Dataset excerpts:
-- -- --

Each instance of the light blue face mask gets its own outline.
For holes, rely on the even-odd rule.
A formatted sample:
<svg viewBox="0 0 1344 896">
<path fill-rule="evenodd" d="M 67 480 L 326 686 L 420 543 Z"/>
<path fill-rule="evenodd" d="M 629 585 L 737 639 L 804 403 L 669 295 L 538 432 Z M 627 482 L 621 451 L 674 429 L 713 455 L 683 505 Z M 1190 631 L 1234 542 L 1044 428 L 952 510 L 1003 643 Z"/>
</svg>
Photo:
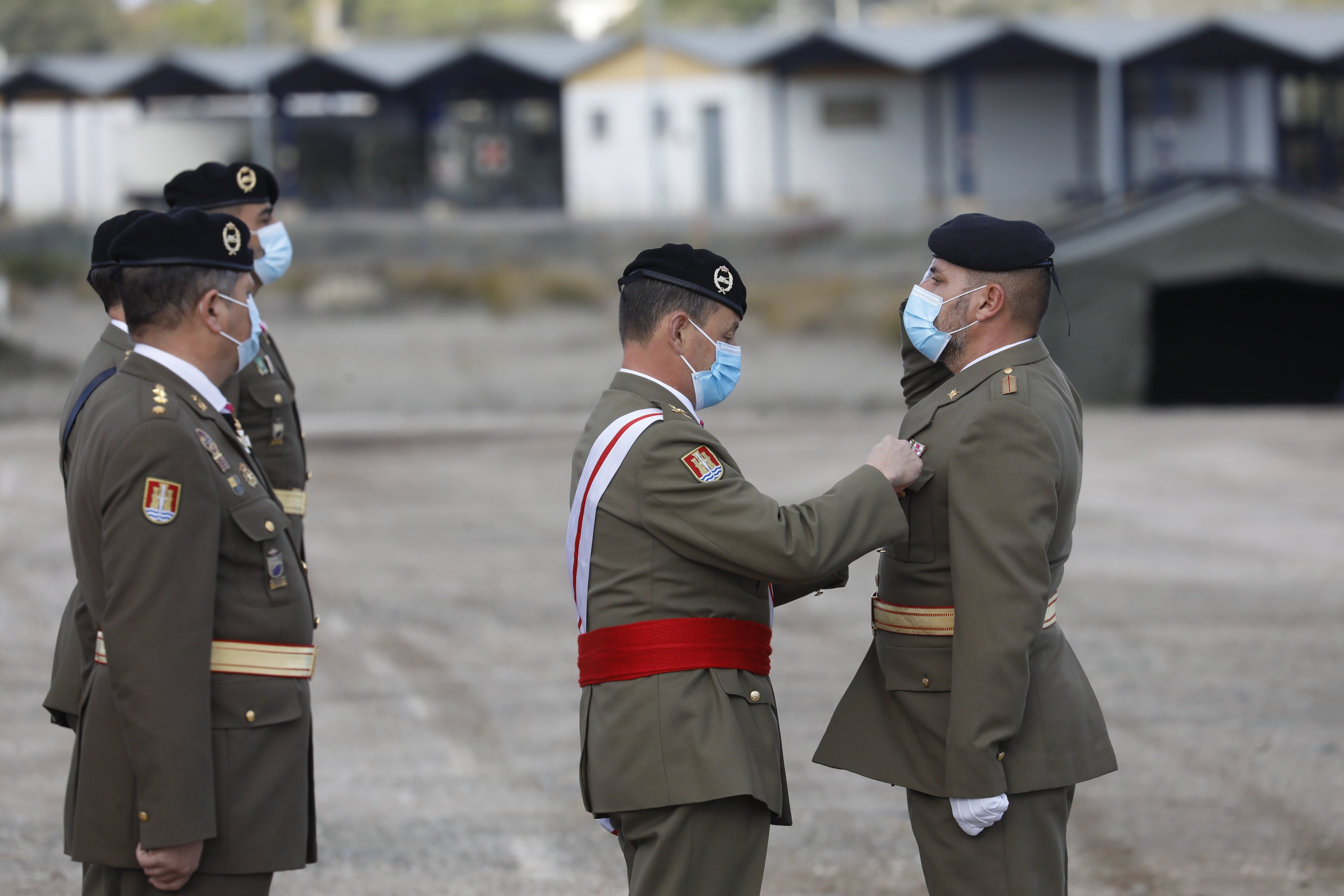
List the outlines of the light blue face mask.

-- -- --

Written instruction: Render every line of the entries above as a numbered list, leaving out blank lines and the pictures.

Result:
1. Each instance of the light blue face mask gets its own outline.
2. For holes, rely on the even-odd rule.
3. A formatted sample:
4. <svg viewBox="0 0 1344 896">
5. <path fill-rule="evenodd" d="M 67 480 L 326 686 L 420 543 Z"/>
6. <path fill-rule="evenodd" d="M 629 585 L 737 639 L 804 403 L 669 295 L 538 432 Z M 627 482 L 621 451 L 674 429 L 713 455 L 683 505 Z M 1190 631 L 1234 542 L 1044 428 L 952 510 L 1003 643 Z"/>
7. </svg>
8. Photo:
9. List the outlines of the light blue face mask.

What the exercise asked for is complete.